→ Your task: Please render the data below as a JSON list of strings, one string for each line and no blank lines, leaving the pictures out of the answer.
******
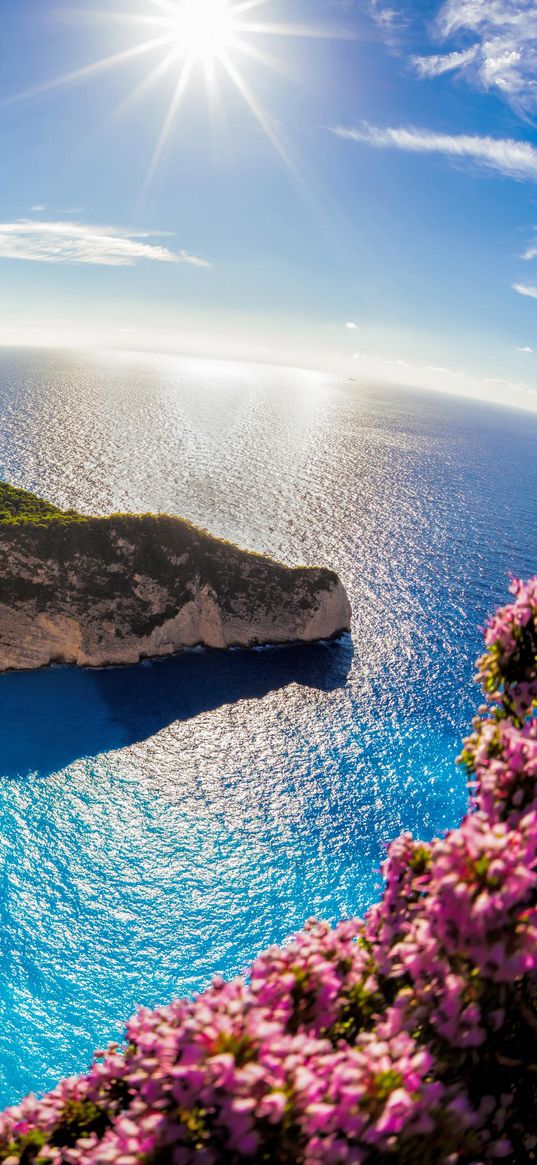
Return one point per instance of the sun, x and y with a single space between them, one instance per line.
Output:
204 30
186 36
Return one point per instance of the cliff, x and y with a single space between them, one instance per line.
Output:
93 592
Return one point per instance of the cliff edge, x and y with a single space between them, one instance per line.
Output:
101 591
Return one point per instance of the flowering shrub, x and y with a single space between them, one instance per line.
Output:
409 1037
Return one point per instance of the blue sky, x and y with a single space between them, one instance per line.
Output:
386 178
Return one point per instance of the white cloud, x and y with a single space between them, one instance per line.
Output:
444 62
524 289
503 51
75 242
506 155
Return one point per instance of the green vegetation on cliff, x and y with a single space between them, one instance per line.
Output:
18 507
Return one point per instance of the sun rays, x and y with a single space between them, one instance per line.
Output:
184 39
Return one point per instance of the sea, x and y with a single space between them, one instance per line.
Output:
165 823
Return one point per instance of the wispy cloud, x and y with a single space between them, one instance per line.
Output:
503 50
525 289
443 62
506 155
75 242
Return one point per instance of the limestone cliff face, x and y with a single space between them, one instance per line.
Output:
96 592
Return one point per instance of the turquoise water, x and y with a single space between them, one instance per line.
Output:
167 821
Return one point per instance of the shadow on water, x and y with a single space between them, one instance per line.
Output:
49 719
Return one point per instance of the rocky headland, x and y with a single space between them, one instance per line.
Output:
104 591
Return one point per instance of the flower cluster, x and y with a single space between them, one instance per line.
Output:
******
→ Task answer:
[
  "Return one point per instance of the sun, x and y with a single space between them, one instance per line.",
  "Output:",
  "204 30",
  "186 36",
  "Return one point per instance of the cliff, x and y with a single space between them, one instance per line.",
  "Output:",
  "93 592",
  "Return one point per instance of the cliff edge, x and y with a single space between them, one instance per line.",
  "Output:",
  "101 591",
  "Return one point per instance of the flowering shrub, x and y with a single space between them, one instance per line.",
  "Output:",
  "409 1037",
  "Return one point per instance of the blue sky, x and y with a single space between them, one instance per line.",
  "Output:",
  "386 178",
  "Return one point per instance of the white cloud, x and y with a single space between them, one instance per line.",
  "Output:",
  "444 62",
  "524 289",
  "503 51",
  "75 242",
  "506 155",
  "Return one point per instance of the green vegetation on cliff, x and y with a single space between them, one instance per line.",
  "Output:",
  "18 507",
  "Return one point per instance of the sun rays, x and y with a single space between them, one instance per line.",
  "Output:",
  "184 39",
  "Return one point per instance of the sea, x and y with a single space between them, one instance per line.",
  "Output:",
  "165 823",
  "Return one point per instance of the wispy cloud, x and y with a single space between them, one instance per line.",
  "Output:",
  "503 50",
  "525 289",
  "443 62",
  "506 155",
  "75 242",
  "Return one point per instance of the limestone cliff face, x and y with a single space between them, one instance per line.",
  "Output:",
  "96 592",
  "Return one point per instance of the turquoise water, x and y with a single space between them, one instance per line.",
  "Output:",
  "167 821",
  "Return one point per instance of the shadow on water, x and y with a single space between them, one instance per line.",
  "Output:",
  "49 719",
  "Return one point per instance of the rocky headland, x and y with a single space between them, one instance per line.",
  "Output:",
  "104 591",
  "Return one point per instance of the flower cluster, x and y with a single space between them, one instance per line.",
  "Output:"
]